→ **Brief**:
Filter the items below and copy every line that contains the string "crest". Matching is case-sensitive.

→ **Source records**:
..........
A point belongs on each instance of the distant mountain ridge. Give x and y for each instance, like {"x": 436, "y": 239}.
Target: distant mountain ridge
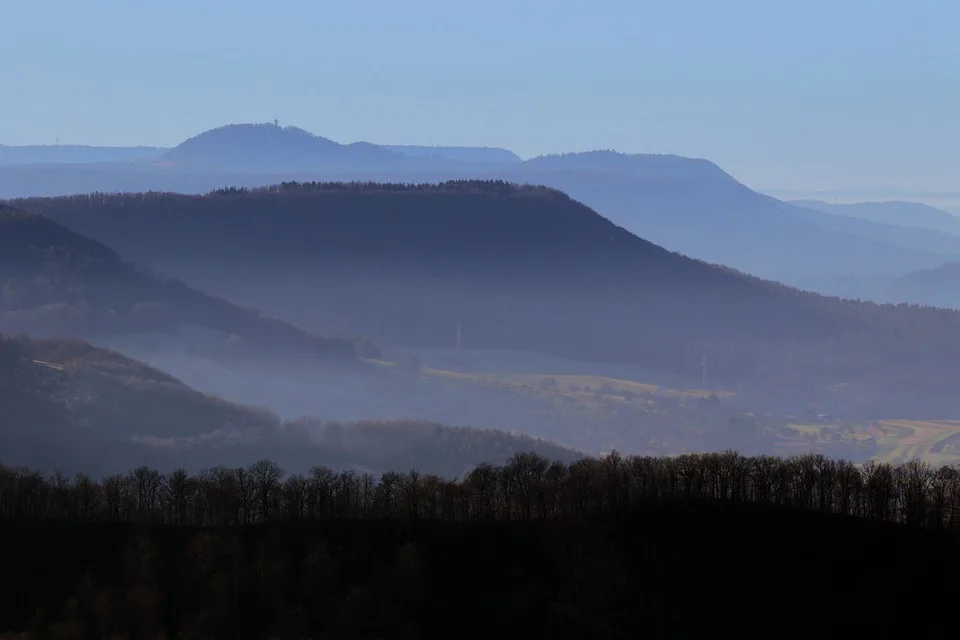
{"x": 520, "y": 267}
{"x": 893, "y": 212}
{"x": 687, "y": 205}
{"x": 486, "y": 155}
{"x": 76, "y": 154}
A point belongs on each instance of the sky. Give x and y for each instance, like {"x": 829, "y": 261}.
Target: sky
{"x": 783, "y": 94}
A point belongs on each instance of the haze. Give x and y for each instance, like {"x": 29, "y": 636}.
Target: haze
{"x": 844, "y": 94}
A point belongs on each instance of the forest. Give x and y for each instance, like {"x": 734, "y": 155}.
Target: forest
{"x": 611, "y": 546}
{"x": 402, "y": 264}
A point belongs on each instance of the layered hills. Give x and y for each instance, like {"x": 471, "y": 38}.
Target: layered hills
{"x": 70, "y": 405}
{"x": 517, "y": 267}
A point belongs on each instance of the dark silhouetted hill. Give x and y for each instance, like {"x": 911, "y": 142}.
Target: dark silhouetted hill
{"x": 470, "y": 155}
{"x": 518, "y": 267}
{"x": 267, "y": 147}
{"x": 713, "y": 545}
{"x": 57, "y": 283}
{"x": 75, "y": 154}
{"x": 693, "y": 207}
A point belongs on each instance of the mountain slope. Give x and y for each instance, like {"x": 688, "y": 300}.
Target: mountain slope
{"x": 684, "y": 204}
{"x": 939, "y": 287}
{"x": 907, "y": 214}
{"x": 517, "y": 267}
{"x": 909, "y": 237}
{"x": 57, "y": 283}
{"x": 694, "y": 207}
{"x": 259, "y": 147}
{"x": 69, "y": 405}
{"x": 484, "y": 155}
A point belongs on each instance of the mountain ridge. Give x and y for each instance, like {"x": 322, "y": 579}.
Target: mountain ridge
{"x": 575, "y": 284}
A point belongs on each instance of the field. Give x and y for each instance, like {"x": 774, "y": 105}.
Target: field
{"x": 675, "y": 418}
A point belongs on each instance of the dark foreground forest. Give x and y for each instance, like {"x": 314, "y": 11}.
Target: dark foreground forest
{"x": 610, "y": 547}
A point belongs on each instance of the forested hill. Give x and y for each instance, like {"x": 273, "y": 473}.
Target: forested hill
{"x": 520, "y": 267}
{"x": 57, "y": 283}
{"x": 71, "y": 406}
..........
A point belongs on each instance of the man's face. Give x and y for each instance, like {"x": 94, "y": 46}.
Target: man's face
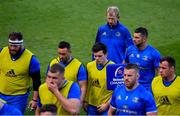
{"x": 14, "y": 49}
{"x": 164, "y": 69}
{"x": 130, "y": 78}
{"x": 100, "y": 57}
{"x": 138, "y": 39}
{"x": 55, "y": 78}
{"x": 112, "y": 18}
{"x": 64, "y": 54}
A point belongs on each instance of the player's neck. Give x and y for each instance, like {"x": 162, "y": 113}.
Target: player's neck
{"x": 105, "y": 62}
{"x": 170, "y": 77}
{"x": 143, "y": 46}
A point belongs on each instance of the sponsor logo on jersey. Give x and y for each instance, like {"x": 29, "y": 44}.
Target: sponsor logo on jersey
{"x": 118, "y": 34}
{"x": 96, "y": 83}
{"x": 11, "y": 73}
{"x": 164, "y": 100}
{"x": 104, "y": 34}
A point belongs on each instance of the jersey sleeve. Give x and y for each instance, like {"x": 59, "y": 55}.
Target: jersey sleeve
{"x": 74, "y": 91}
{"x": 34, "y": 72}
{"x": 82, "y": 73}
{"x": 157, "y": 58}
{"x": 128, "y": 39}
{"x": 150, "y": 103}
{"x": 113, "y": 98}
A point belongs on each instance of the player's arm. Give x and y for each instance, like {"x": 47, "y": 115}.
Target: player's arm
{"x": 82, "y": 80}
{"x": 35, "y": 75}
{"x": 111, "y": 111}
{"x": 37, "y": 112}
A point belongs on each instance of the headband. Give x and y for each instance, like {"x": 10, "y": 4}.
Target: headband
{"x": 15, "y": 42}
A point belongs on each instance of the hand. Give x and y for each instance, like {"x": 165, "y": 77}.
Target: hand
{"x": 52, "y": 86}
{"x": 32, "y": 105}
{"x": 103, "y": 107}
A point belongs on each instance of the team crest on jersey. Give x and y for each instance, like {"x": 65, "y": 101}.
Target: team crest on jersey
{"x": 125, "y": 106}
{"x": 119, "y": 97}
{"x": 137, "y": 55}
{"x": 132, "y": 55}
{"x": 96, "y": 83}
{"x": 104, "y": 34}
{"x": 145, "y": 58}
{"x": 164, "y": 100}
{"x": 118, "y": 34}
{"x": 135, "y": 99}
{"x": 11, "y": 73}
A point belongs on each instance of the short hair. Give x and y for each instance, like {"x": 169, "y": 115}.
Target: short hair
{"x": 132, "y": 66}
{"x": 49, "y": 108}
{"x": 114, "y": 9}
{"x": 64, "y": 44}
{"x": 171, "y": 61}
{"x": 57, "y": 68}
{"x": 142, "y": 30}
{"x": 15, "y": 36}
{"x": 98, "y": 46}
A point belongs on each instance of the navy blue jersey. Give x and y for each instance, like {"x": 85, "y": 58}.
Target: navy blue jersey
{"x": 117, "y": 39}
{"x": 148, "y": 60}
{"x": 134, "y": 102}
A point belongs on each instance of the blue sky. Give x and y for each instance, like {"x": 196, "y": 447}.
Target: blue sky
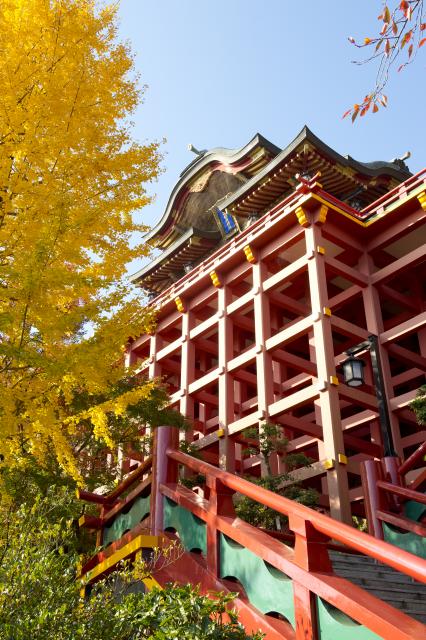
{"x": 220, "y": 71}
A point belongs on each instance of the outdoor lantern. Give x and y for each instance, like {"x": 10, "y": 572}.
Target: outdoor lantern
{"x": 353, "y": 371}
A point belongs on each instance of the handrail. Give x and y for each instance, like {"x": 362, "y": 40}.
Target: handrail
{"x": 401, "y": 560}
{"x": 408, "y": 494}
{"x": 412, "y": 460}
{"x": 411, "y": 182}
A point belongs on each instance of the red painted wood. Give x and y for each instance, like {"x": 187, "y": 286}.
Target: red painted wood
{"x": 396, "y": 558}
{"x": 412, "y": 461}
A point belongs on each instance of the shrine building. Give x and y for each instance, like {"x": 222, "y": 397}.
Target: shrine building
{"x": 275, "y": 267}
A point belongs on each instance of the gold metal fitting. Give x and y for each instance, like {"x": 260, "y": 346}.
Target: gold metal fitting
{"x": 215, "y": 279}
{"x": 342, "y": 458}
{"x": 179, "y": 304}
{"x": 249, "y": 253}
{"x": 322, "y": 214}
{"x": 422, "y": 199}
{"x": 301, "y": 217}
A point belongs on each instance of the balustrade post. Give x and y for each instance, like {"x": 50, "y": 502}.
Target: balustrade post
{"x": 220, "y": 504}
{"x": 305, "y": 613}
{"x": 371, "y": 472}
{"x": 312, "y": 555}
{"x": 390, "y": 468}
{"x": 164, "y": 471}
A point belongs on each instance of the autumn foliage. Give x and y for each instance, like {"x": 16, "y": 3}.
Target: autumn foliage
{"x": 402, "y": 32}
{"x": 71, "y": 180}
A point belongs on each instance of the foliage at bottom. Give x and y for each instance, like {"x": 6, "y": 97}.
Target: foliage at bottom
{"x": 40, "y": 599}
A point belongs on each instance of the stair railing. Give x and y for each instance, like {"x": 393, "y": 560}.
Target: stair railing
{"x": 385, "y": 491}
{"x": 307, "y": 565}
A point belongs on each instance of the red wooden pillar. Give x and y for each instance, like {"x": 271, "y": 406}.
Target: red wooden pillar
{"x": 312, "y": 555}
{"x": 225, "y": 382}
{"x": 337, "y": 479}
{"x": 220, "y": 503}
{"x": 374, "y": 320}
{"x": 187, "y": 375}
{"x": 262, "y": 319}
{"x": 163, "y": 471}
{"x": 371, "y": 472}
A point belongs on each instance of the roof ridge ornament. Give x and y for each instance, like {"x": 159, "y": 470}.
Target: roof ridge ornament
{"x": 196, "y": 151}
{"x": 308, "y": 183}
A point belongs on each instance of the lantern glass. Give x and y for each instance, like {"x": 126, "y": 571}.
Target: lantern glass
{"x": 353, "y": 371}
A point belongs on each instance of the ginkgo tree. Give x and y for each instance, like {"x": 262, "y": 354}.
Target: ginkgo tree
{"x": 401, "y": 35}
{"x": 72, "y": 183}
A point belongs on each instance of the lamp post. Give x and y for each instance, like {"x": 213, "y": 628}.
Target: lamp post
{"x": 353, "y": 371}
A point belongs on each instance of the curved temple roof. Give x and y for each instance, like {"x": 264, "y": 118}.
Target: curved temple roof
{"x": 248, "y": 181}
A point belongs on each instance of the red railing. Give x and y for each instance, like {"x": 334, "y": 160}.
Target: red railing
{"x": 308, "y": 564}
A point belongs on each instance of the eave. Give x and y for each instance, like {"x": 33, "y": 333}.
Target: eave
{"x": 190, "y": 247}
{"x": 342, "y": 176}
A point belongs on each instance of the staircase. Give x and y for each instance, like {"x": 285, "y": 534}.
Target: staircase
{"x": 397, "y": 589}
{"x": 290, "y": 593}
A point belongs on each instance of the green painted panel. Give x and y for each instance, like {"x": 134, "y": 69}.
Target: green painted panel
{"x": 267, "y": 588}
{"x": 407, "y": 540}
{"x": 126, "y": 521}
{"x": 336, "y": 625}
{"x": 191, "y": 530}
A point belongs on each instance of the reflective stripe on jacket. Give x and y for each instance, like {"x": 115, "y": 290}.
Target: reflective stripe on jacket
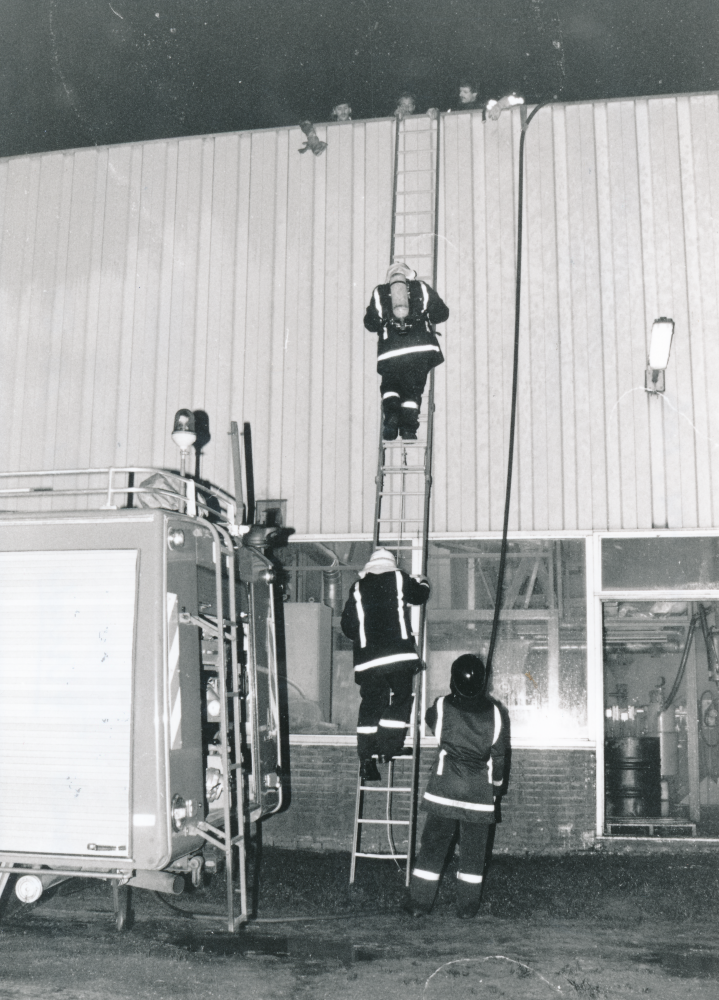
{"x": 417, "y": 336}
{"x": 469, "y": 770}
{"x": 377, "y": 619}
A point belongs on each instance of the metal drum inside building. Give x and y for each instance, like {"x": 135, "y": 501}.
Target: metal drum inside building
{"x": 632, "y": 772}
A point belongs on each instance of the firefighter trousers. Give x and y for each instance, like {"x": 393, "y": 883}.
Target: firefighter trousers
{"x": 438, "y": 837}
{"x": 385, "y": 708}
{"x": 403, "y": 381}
..........
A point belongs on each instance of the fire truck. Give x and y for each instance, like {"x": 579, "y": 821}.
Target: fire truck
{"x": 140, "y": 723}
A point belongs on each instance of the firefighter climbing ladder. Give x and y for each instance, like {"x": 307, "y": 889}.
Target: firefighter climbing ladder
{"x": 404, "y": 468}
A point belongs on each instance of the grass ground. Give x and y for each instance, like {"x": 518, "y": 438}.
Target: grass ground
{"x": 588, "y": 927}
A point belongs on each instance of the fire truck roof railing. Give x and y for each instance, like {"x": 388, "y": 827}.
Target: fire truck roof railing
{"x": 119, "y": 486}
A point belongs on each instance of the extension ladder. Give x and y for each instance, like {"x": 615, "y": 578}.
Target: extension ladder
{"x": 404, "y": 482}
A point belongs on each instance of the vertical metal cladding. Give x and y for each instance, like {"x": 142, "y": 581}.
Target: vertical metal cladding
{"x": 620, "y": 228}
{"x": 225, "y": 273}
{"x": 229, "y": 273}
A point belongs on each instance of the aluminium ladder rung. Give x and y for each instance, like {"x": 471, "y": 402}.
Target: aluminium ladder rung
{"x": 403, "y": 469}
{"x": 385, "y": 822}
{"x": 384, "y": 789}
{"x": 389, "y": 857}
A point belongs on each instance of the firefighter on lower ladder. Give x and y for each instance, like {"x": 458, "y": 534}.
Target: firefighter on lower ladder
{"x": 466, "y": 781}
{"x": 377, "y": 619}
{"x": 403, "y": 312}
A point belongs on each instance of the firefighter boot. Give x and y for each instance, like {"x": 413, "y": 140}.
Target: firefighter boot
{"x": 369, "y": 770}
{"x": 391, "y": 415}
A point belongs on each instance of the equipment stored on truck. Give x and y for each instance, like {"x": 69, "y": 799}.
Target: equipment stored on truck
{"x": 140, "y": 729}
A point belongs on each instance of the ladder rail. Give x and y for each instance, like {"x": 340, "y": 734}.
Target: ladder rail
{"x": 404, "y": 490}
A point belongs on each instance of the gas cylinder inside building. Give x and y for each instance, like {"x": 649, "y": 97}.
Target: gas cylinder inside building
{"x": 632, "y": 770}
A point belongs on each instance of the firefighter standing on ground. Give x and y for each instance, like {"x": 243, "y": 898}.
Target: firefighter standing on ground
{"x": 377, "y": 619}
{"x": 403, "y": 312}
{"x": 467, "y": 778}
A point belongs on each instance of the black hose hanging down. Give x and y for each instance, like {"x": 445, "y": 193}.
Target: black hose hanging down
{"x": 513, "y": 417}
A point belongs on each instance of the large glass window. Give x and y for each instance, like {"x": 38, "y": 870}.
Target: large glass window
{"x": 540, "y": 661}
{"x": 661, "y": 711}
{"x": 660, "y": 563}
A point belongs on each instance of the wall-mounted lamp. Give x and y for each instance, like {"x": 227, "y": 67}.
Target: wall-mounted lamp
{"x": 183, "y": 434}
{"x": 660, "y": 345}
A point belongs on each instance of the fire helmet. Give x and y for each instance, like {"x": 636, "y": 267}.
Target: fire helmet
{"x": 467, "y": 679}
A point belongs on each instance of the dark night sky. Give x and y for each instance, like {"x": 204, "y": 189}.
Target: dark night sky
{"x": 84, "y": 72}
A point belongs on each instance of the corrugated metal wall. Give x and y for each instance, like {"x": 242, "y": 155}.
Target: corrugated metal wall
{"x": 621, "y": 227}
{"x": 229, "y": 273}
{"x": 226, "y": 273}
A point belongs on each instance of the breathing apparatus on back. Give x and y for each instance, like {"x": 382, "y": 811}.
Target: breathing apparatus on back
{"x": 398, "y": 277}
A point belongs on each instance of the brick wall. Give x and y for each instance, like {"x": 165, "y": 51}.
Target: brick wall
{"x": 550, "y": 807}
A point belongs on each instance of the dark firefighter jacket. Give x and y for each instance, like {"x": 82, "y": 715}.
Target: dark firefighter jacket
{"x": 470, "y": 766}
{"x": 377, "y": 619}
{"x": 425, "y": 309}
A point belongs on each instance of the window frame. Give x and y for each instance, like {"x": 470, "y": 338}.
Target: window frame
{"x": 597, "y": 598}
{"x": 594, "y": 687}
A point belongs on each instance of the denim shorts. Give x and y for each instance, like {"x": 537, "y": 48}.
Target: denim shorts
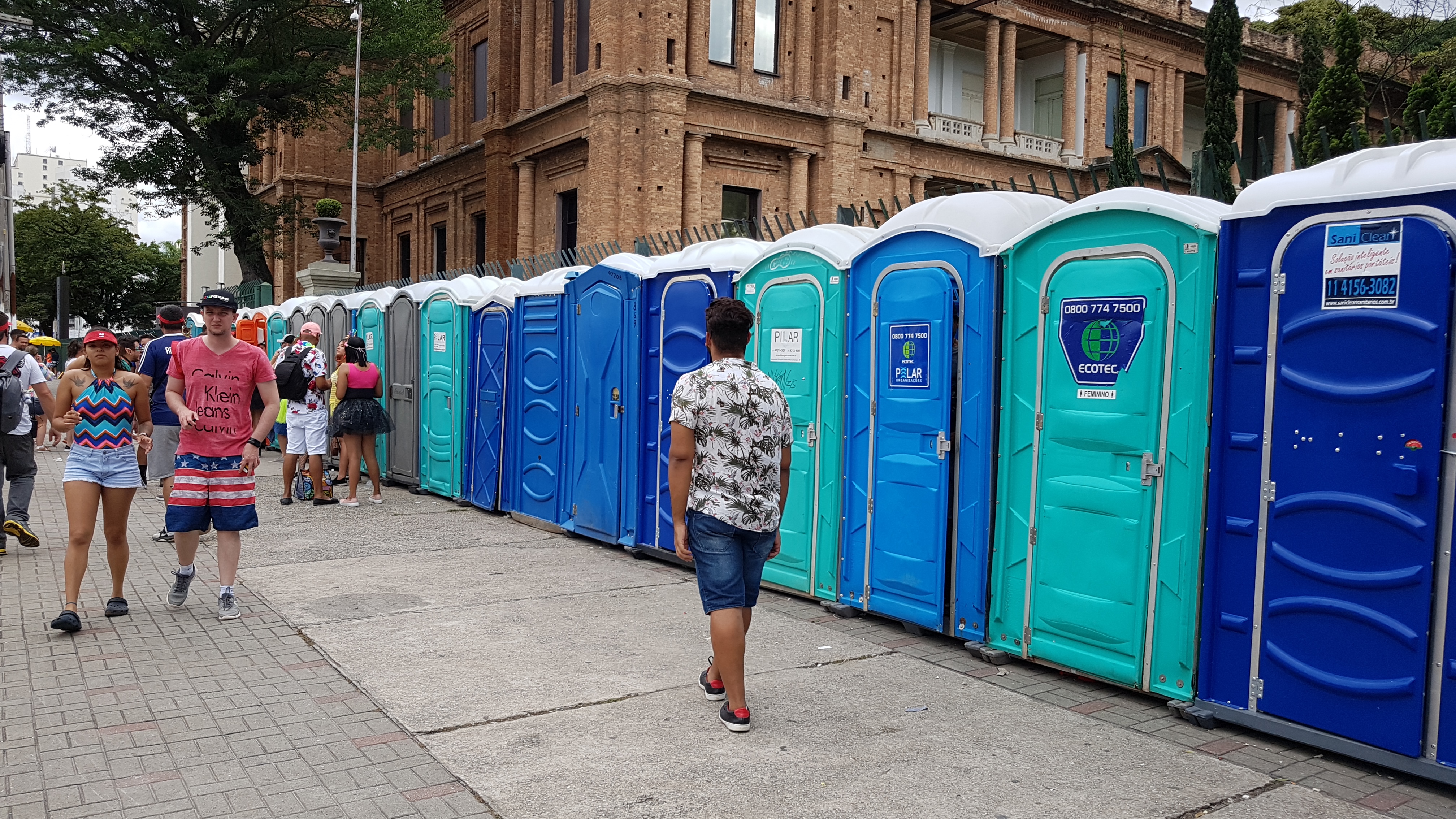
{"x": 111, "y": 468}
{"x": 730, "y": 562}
..........
→ **Answer for this exercise**:
A point belongs on each instance of the team crest on jersey. Give x and y for each instance, like {"x": 65, "y": 101}.
Target: team crest on jersey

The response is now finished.